■ Given task
Please rewrite the data below with "instance" swapped for "object" and everything else left unchanged, omitting the pictures.

■ Given entries
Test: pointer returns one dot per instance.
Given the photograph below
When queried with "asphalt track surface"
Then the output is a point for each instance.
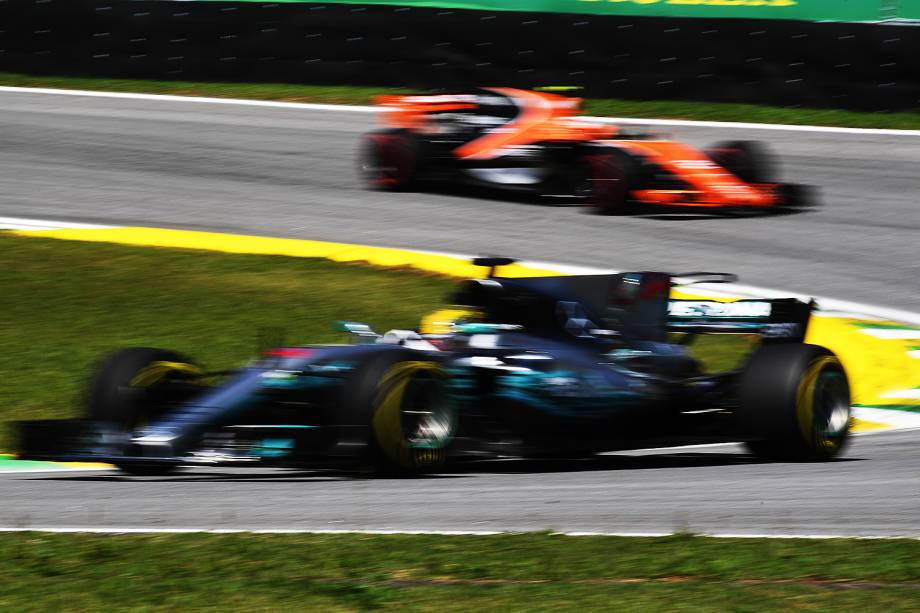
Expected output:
(871, 491)
(288, 172)
(291, 172)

■ Problem solution
Test: pointer returns one dot per object.
Given the photograph below
When queried with "asphalt track surface"
Then the output is a point for each object.
Expected output:
(871, 491)
(288, 172)
(291, 172)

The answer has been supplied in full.